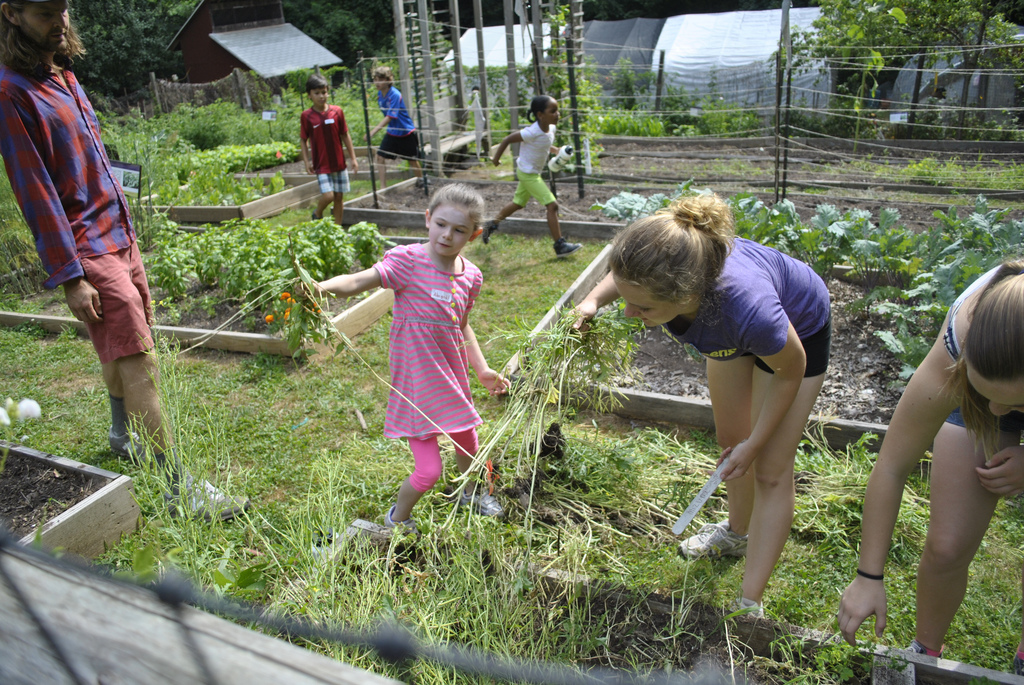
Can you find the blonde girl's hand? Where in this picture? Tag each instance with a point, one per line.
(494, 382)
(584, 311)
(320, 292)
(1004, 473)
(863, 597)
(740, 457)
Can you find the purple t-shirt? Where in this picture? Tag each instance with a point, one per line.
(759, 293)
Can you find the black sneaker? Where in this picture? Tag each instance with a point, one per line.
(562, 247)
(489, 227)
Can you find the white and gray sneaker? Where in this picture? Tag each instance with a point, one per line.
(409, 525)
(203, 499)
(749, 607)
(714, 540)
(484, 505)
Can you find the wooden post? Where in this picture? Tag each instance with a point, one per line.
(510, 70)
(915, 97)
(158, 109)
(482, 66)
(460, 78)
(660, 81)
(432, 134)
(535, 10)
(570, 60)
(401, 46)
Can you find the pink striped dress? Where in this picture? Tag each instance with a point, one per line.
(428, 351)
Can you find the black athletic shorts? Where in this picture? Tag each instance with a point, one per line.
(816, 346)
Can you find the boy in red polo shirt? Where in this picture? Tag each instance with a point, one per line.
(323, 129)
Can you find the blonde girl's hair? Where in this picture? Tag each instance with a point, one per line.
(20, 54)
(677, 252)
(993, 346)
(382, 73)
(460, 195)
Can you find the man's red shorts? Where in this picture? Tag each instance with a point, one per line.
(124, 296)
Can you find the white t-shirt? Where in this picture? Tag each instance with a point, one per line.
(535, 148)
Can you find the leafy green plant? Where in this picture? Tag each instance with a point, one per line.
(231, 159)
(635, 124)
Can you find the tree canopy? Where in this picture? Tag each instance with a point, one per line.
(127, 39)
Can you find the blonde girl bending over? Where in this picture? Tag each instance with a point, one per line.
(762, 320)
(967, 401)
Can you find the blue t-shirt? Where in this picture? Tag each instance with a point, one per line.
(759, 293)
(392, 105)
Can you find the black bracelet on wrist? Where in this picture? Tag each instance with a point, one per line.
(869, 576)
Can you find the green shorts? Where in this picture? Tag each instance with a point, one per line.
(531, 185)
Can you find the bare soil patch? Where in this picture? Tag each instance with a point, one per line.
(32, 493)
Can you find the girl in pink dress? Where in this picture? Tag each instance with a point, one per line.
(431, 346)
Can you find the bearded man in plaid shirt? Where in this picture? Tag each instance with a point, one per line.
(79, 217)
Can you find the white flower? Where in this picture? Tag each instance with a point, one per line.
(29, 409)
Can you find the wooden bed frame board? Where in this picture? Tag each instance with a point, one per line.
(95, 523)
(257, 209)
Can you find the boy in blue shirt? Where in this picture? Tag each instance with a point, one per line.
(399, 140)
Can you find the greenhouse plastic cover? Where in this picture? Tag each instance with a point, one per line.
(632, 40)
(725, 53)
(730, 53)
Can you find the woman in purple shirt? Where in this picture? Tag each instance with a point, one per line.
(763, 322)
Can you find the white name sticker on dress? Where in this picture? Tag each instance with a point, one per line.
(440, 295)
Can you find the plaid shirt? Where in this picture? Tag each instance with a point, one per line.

-*-*-

Retype the records exactly. Any image in them should not appear in what you write.

◆ **The output**:
Can you find the blonde girl's hand? Where in this picture? Tag each instance with a point, one per line.
(494, 382)
(584, 311)
(320, 292)
(1004, 473)
(863, 597)
(740, 457)
Can you find the purple t-shirt? Where in this picture? Tag each instance with a point, one per line.
(759, 293)
Can you find the black sneaker? Where in this picture? Tag each instance with a point, one per line.
(562, 247)
(489, 227)
Can you find the white and gray sneaker? Where in this picture? Tag each instance with a point, one per line.
(409, 525)
(203, 499)
(749, 607)
(714, 540)
(484, 505)
Can you find the wooden post? Where in this picture? Tag each instance with a point, one per line.
(510, 70)
(915, 97)
(158, 109)
(482, 66)
(460, 78)
(660, 81)
(432, 134)
(535, 10)
(570, 60)
(401, 46)
Can you find the pink striped dress? Where in this picture? Tag each instance with a point, one per line.
(428, 351)
Can you find the black athletic shorts? Where in this picture? Tag each instance with a point, one per line.
(816, 346)
Can you find the boy in red polo shirt? Where in this picture? Tag each instance with a point, one per line.
(323, 129)
Can you find the blonde girl's hair? Where in this picture? Tag each instance with a point, one per line.
(20, 54)
(677, 252)
(993, 346)
(382, 73)
(460, 195)
Can you find the man's red shorts? Where in this picture? Tag each instance with a point, one per line.
(124, 296)
Can you find the white t-shirt? Where in this picture? Tag each instance with a point, one per line.
(535, 148)
Can you find the leafy green plant? Where in this picture? Tag each instance with a point, one per line.
(231, 159)
(635, 124)
Can you find the tree canopy? Where in this picture? Tag each instance with a point, one per line.
(127, 39)
Can you find the blonde girl bending over? Where in this picture? Tag each instance with a point, one per line.
(762, 320)
(967, 401)
Can you find the blue t-shirt? Where in this picture? Tag each instance with a point, one per line.
(759, 293)
(392, 105)
Can you find the black bracelet on wrist? Where in this picture? Tag each instance with a point, one per line.
(869, 576)
Can you find the green shorts? Where in this picture? Tag each instance with a point, one per line.
(531, 185)
Can you find the bare soil patch? Where in this picture? Tag each instance with a point, one per line.
(32, 493)
Can you find the girl in pink dress? Where in this picture? Tag each instance with a point, one per line.
(431, 346)
Can you find the bearded man in plaid shirt? Where in this picture? Tag each instance with a point, one per line.
(79, 217)
Can you find the white flower? Where in this picture? Tag each instance with a point, one per line.
(29, 409)
Can you find the wooden bed frame board? Where in this picture? Tag each instance with a point, one per line.
(95, 523)
(257, 209)
Can you find the boy in blue shirt? Where in this picture? Tag each instance with a point, one per line.
(399, 140)
Can you find the greenhouse plastic cover? Where in this picture? Tag each instance with a point, one per line.
(632, 40)
(725, 53)
(730, 53)
Can you find the woman in purple shirt? Where in this picture? Tag each instance with a point, one per line.
(763, 322)
Can you find the white name sticker on dress? Where in this picture? Tag each instance with a point, one per line.
(440, 295)
Can you find the plaid shirt? Where in this picture? Tag each instance with a point, one per line.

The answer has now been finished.